Below are the records; give again exactly the line with "the hay shelter", the line with "the round haystack", and each line that lies between them, and nothing besides.

╭─ RECORD EXCERPTS

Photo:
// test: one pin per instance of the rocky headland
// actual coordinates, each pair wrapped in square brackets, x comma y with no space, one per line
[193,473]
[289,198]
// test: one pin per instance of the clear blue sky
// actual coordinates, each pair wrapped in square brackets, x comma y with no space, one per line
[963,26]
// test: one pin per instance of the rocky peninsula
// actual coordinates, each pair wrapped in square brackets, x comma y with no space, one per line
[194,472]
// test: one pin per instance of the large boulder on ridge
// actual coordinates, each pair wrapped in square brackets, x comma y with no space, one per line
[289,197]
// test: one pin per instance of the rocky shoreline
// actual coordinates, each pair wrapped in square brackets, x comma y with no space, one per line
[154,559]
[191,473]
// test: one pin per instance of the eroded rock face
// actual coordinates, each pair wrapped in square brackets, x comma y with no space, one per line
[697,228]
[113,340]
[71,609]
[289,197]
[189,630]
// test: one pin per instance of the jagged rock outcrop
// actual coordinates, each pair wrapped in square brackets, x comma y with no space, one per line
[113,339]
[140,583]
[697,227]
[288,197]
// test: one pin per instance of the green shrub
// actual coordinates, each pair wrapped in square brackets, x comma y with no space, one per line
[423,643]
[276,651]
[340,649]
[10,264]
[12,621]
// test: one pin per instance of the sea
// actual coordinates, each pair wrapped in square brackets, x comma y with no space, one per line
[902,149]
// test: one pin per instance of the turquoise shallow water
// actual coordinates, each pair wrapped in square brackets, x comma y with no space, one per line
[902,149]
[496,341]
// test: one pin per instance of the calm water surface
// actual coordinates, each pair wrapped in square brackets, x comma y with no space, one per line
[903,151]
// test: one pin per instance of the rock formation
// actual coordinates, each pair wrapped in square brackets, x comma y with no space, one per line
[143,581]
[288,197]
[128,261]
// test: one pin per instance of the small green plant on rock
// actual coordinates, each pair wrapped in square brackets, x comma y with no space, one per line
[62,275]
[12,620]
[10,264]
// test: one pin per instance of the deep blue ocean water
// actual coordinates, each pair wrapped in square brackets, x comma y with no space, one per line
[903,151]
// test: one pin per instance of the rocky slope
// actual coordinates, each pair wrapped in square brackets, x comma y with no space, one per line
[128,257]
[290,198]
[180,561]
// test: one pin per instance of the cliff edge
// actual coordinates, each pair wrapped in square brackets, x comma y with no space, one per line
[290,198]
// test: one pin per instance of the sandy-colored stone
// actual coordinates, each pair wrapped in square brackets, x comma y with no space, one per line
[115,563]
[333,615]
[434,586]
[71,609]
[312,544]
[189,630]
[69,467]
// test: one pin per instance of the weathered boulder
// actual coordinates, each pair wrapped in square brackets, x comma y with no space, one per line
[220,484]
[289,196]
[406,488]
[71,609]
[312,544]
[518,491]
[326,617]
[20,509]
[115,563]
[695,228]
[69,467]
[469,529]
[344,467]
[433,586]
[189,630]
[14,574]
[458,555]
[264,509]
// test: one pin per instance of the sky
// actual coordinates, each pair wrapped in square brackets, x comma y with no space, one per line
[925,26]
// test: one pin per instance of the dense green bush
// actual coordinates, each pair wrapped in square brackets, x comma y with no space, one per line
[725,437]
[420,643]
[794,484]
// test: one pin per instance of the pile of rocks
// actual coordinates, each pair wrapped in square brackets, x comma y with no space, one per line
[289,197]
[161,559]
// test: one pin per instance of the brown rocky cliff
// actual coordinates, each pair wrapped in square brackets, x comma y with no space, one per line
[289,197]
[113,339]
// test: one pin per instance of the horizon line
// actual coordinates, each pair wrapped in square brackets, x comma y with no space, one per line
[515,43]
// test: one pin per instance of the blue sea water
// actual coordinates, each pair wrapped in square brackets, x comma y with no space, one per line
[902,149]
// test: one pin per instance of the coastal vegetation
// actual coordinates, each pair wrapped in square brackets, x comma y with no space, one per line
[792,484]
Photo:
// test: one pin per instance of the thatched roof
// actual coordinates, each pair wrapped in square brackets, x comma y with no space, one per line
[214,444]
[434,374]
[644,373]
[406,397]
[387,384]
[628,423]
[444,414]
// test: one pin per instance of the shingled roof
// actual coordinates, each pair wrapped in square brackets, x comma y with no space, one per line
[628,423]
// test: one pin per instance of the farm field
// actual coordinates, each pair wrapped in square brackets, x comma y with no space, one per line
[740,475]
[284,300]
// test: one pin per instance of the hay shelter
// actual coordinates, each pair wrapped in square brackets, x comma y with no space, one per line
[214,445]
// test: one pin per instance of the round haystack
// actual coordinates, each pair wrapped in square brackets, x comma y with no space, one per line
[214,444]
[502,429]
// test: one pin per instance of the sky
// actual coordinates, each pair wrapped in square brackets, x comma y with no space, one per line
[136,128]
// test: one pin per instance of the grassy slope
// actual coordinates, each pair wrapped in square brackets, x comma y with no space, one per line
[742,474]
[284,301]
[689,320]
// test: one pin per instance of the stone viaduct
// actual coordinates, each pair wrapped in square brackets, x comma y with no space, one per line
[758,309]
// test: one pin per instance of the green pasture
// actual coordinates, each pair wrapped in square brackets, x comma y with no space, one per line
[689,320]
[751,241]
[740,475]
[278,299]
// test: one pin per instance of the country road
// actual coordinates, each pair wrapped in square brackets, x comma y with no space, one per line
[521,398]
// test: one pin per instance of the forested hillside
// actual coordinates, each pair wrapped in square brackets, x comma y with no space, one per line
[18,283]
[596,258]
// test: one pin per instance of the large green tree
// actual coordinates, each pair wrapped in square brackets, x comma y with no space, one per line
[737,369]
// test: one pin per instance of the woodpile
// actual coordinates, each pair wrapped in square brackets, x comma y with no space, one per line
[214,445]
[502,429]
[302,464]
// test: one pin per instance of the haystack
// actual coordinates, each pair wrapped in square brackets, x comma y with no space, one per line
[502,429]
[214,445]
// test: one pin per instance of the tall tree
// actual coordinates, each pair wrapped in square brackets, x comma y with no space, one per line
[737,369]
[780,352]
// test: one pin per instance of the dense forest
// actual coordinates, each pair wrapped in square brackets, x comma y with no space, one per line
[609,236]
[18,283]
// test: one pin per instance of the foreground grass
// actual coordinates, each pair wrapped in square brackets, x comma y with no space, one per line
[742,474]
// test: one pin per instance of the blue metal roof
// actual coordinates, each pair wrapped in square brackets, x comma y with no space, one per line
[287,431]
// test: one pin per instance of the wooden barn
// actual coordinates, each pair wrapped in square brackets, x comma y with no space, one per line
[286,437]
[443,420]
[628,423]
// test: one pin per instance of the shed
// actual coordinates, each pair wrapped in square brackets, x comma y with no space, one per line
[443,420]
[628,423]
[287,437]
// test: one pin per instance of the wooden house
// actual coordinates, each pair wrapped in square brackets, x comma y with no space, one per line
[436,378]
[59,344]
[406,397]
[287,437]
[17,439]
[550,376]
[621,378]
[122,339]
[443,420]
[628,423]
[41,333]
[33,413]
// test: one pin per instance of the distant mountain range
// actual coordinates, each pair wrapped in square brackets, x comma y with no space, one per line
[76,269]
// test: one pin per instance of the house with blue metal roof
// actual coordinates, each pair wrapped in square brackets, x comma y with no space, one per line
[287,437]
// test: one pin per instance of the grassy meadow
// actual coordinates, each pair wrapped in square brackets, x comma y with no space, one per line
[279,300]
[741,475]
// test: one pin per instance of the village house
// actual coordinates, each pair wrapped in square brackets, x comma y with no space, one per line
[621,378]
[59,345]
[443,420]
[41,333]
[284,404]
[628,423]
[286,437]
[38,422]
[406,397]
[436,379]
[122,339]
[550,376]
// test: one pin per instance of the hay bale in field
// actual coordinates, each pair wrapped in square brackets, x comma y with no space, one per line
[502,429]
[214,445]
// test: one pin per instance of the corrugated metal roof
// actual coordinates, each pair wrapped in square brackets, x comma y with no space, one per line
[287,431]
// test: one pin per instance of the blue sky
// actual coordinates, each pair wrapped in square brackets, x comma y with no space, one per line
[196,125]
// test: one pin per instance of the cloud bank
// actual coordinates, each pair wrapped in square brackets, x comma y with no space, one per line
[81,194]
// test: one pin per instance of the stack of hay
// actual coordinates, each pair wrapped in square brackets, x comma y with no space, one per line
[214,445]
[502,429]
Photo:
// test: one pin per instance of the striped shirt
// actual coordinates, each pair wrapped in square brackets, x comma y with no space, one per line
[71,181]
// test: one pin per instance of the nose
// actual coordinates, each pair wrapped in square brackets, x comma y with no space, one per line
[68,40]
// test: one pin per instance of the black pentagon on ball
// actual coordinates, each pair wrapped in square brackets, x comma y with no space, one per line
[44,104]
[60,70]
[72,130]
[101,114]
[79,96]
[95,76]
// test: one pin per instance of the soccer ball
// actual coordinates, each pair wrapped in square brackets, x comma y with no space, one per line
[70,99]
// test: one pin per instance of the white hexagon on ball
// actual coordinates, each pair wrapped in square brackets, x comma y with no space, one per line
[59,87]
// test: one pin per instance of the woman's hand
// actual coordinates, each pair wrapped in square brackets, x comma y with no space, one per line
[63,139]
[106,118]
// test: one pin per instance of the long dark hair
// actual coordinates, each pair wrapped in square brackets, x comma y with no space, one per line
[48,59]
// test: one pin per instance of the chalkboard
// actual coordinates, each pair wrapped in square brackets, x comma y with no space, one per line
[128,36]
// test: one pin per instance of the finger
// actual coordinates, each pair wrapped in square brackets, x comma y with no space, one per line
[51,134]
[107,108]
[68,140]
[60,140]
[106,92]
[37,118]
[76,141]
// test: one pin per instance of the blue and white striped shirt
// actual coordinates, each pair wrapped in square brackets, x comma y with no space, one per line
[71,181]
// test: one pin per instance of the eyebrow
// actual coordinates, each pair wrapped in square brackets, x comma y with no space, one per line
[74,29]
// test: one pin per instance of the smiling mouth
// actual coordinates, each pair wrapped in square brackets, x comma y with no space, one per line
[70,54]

╰─

● **SOLUTION**
// test: one pin per instance of the hay shelter
// actual coordinates, each pair wrapped in square brackets, x comma y with no space, one per line
[214,445]
// test: one pin per instance of the round haystack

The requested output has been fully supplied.